Object location annotation data.
+ + + + + + +

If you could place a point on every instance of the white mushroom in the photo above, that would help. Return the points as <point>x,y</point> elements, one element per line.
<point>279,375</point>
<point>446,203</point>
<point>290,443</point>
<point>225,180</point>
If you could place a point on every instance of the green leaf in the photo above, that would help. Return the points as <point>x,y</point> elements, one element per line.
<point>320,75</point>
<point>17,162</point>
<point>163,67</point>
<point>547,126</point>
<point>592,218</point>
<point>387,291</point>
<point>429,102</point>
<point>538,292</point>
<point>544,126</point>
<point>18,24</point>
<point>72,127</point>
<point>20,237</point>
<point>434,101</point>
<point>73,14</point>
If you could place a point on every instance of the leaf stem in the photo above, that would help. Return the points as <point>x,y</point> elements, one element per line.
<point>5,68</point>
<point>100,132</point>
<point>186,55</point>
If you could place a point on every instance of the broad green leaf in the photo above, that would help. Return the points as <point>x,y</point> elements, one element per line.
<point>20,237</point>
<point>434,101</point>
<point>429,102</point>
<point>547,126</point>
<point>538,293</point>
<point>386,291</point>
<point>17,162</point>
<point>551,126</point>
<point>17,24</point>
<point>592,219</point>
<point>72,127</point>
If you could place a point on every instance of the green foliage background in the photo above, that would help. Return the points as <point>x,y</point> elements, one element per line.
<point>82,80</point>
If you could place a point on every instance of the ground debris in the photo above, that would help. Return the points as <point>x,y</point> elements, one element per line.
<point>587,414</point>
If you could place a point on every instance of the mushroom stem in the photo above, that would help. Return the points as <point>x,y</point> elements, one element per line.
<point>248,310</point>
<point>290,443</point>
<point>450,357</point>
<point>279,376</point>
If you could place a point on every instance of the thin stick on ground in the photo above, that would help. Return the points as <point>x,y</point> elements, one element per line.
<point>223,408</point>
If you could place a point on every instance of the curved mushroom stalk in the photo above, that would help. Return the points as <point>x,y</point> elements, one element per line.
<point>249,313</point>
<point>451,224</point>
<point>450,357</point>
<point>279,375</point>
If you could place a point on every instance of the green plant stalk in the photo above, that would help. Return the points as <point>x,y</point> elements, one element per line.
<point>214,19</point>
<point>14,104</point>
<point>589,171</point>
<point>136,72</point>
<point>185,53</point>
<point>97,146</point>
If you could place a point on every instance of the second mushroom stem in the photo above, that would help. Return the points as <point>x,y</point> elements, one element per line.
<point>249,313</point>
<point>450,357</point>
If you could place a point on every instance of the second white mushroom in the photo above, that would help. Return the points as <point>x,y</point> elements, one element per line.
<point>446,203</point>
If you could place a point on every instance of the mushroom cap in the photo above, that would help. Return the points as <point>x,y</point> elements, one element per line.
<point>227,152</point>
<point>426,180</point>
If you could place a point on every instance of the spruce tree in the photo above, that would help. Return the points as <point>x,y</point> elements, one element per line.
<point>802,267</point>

+ + + + + + +

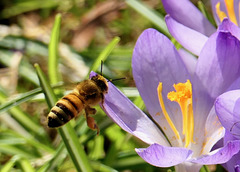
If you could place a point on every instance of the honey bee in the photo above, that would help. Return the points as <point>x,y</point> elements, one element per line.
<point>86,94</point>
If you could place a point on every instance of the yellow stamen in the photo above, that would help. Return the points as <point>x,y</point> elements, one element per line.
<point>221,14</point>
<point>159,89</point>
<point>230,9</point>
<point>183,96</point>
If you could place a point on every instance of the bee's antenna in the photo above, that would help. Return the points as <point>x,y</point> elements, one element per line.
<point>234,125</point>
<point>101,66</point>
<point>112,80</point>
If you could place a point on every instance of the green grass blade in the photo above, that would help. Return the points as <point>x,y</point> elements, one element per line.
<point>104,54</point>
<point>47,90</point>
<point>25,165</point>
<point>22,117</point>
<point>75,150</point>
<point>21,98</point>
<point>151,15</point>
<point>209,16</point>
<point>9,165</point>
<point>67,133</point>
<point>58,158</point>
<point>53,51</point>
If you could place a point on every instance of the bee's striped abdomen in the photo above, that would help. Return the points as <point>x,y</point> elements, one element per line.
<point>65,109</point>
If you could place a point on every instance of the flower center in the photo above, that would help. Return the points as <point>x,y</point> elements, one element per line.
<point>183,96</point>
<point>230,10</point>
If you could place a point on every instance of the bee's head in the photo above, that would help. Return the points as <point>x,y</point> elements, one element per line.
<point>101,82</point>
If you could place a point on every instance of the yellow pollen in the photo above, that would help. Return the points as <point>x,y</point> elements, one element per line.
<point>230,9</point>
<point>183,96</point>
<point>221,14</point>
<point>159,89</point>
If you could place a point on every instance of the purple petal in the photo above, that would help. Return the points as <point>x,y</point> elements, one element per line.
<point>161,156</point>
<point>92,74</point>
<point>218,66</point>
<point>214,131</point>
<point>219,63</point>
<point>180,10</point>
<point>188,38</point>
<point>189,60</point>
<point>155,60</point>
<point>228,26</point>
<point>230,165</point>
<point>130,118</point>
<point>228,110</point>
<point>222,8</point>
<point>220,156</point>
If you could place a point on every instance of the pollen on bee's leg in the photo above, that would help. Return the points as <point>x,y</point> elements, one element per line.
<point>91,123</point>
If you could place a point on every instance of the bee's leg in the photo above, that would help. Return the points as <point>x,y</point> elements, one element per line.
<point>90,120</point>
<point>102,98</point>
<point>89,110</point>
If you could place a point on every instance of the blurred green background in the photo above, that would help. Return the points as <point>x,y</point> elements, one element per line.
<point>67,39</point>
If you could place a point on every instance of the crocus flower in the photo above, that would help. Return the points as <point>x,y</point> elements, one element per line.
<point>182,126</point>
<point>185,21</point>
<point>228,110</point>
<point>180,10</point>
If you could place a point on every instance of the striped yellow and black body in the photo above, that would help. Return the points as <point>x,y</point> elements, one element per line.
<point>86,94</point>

+ + + + + + +

Repeat, word for word, everything from the line that contains "of the white" down to the line that contains "<point>225,180</point>".

REPLY.
If you could place a point on every instance of the white mushroom in the photo above, that would help. Return the points as <point>x,y</point> elements, one element per line.
<point>279,375</point>
<point>446,203</point>
<point>290,443</point>
<point>225,180</point>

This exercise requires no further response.